| EXERCISE BRIEF |
List every line in the items below that contains the word "photograph", copying each such line in full.
— begin —
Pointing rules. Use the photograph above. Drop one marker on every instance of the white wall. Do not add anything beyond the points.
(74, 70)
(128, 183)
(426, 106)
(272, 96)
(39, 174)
— end —
| TASK OUTPUT |
Pointing rules. Use the photograph above. Drop one marker on every instance of the white wall. Do not add anything beyond the points.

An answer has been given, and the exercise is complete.